Given instruction:
Copy out every line below that contains the word "olive".

Data to use:
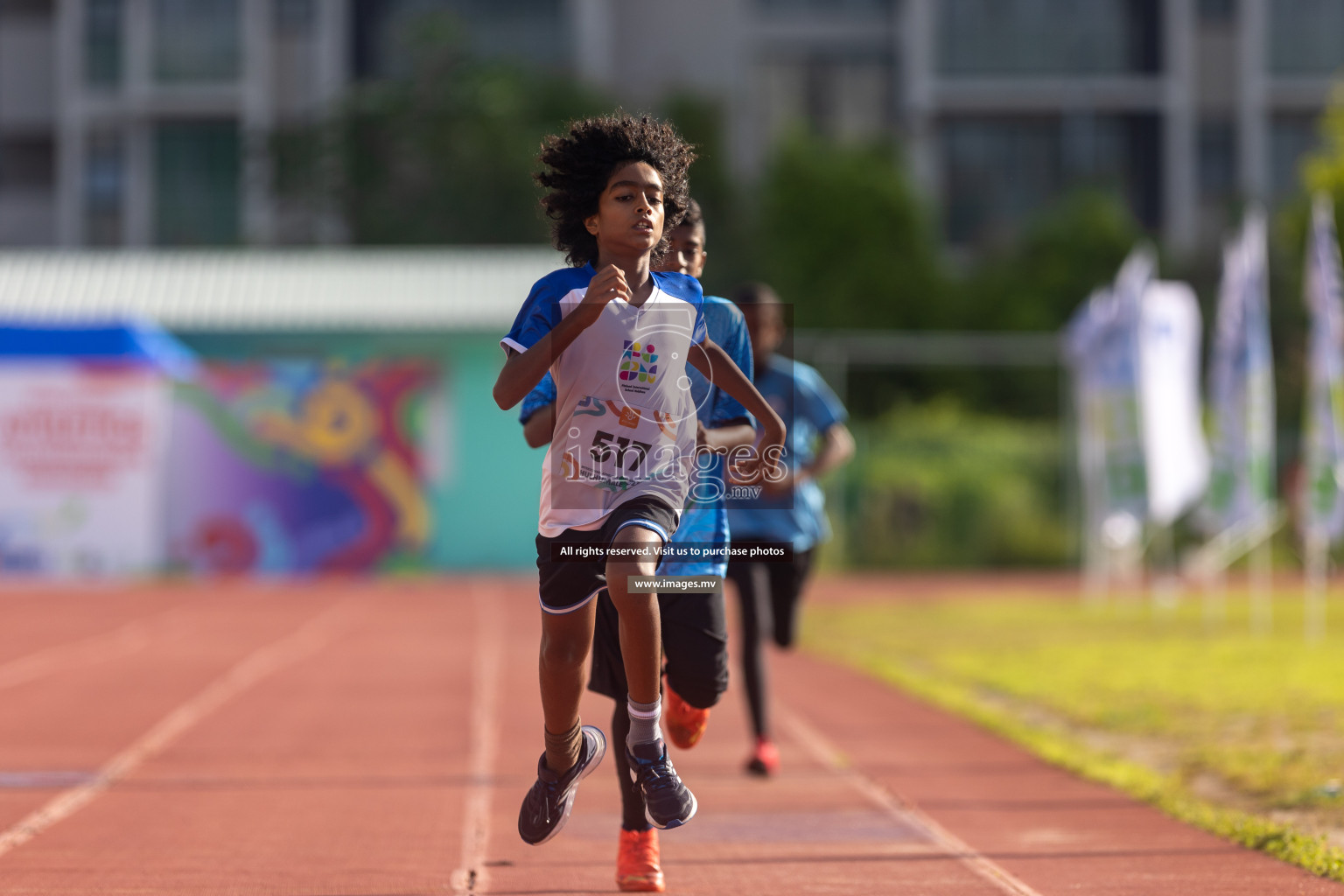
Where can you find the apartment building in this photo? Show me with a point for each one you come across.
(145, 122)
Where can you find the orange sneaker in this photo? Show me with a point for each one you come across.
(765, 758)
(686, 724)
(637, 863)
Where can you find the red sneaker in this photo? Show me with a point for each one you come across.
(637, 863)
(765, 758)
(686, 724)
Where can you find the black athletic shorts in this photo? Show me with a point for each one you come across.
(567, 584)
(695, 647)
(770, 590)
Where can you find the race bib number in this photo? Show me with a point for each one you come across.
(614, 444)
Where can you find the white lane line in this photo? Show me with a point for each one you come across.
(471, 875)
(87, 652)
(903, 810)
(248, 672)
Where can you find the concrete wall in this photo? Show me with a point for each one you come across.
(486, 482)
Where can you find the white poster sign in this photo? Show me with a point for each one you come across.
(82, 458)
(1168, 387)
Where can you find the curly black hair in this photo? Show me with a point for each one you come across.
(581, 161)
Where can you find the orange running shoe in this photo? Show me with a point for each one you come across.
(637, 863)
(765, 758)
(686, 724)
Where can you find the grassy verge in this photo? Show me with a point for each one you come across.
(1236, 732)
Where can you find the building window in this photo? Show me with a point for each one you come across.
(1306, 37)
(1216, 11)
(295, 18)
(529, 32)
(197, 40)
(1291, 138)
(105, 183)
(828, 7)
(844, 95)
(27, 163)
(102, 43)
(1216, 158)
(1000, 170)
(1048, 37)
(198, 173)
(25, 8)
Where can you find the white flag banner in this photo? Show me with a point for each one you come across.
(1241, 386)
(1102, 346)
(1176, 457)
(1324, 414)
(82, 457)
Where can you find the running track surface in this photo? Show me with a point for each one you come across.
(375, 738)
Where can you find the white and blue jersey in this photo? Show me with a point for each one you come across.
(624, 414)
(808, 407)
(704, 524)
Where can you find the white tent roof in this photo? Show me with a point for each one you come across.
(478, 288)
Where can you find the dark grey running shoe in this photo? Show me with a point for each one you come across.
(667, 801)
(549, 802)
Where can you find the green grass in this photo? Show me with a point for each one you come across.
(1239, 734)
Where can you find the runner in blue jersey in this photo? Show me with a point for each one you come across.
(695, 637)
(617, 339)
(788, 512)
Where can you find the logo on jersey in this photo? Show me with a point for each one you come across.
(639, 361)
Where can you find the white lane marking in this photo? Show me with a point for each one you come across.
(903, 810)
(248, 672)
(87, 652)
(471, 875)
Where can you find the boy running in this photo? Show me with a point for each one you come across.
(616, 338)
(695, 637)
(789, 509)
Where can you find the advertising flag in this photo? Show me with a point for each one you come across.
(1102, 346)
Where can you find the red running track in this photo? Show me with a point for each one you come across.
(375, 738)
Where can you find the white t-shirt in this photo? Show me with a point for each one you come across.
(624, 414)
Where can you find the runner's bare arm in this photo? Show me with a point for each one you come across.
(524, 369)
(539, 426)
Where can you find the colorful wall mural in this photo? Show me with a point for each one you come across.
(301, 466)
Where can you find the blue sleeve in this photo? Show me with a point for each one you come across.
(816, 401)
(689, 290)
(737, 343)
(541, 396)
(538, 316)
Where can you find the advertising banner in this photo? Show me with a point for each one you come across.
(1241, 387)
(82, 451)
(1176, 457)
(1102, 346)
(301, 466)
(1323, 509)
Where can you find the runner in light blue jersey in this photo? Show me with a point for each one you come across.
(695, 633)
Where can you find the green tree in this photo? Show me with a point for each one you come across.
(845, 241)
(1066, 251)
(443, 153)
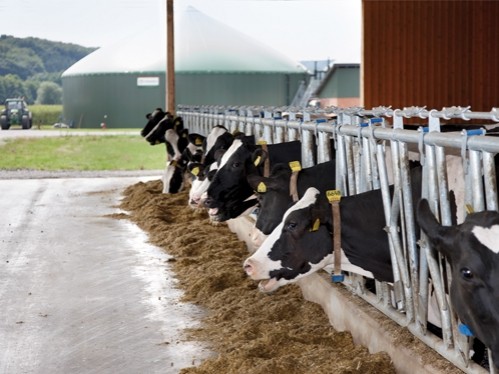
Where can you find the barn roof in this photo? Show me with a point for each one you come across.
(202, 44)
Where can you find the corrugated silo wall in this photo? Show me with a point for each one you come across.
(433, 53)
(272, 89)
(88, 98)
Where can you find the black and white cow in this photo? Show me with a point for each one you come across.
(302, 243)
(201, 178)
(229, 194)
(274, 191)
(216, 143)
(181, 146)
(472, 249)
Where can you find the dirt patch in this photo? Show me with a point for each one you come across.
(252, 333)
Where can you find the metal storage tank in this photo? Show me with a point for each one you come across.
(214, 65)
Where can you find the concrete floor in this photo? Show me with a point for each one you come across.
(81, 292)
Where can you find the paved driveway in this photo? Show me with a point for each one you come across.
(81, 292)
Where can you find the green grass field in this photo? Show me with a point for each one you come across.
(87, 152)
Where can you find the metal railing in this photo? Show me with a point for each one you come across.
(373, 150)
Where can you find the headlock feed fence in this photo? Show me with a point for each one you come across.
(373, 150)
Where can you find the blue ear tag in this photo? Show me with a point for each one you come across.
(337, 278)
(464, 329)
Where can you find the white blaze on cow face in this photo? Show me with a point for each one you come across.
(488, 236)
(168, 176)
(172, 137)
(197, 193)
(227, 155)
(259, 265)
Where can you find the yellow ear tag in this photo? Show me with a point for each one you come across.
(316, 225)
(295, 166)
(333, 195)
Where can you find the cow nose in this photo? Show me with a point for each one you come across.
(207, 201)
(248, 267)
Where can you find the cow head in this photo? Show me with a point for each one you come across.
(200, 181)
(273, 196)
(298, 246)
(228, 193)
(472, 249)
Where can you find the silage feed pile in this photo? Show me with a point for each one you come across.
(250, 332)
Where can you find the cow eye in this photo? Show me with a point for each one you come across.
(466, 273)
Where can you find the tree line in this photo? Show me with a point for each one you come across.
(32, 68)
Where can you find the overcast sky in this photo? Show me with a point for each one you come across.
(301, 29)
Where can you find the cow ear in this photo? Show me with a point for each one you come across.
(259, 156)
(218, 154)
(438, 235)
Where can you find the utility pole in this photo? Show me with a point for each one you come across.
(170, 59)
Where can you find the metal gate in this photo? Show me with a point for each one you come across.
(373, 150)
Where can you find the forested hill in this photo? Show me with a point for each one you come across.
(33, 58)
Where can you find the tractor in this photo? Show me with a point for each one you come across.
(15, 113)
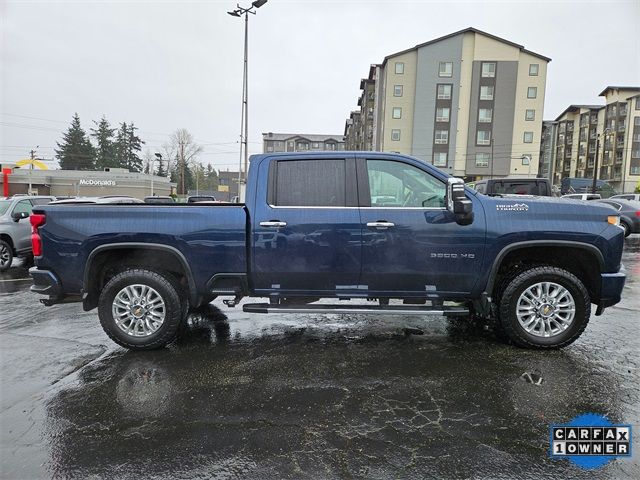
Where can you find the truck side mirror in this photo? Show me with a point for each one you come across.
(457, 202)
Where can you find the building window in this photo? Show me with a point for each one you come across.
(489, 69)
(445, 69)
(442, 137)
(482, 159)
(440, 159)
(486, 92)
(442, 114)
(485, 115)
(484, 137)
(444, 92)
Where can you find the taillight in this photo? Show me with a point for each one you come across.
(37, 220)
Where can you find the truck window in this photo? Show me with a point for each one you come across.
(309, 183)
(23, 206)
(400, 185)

...

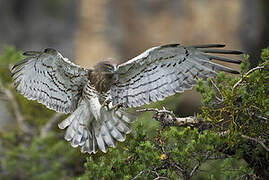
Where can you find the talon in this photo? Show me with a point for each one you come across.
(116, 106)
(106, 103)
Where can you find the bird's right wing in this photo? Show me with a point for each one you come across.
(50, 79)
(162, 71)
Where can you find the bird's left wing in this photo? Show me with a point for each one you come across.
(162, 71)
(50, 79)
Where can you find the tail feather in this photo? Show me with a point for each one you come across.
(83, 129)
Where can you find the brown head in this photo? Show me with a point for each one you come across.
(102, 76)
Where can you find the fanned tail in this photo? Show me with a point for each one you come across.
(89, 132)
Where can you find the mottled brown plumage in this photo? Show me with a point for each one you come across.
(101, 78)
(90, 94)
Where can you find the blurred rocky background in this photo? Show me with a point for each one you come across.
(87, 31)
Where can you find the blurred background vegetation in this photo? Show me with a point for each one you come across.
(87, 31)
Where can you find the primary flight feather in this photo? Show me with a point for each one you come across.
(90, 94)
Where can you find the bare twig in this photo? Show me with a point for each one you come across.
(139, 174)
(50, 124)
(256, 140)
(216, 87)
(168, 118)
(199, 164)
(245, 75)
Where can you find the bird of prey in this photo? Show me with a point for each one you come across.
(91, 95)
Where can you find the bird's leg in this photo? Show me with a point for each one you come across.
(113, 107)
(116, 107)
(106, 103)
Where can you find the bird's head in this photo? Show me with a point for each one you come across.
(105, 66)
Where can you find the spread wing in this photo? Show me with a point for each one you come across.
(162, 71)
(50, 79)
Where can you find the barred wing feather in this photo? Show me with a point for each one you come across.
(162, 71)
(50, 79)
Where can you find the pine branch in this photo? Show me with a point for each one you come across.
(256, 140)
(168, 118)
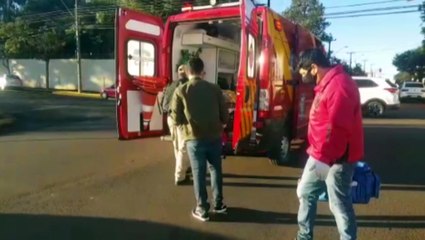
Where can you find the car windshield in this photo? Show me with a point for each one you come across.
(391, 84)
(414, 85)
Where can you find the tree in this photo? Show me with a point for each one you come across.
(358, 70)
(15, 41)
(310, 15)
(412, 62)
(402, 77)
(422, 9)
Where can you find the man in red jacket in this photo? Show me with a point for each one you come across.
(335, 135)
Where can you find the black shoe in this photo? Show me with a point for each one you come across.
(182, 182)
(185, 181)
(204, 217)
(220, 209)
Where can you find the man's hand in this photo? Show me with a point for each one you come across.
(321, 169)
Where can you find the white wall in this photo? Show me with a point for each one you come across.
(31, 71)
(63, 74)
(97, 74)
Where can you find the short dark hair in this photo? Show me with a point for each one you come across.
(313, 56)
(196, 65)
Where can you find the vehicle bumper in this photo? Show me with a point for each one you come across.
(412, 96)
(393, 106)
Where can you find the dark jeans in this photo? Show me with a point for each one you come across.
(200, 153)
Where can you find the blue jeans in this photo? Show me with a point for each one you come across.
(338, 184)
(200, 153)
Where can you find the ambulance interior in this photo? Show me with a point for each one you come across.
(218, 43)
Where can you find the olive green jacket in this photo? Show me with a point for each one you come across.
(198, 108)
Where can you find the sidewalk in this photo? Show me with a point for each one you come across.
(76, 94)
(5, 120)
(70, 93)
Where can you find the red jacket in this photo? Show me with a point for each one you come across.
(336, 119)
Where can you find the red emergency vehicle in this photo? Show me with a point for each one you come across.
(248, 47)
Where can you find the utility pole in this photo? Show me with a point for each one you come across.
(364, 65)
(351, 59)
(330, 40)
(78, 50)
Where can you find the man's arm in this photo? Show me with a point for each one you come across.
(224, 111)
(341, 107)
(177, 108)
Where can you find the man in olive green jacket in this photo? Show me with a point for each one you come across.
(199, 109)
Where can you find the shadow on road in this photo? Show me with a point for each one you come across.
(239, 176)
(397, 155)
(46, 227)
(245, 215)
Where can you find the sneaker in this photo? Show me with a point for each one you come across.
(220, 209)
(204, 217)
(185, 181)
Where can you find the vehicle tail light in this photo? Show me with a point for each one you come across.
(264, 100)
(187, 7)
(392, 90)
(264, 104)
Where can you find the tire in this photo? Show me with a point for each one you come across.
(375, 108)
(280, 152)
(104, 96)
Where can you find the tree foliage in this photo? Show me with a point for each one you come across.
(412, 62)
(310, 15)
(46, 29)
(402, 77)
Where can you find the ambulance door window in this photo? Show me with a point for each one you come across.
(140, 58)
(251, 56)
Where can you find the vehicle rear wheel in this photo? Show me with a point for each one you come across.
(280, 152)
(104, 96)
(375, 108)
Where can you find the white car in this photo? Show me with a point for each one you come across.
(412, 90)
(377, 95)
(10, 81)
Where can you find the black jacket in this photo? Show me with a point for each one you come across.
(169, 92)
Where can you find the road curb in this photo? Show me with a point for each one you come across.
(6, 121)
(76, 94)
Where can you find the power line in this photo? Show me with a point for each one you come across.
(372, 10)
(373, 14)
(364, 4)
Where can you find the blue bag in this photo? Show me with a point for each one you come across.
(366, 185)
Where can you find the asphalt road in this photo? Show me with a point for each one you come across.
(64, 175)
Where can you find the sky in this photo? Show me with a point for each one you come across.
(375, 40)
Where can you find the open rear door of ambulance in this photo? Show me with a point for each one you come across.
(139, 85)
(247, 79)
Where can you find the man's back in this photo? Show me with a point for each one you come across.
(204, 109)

Task answer:
Where can you find the olive green jacket in this photo? Show me with a point for each one you come across.
Where can you find the man in olive green jacket in this photo? Show me with a point for each one you come across.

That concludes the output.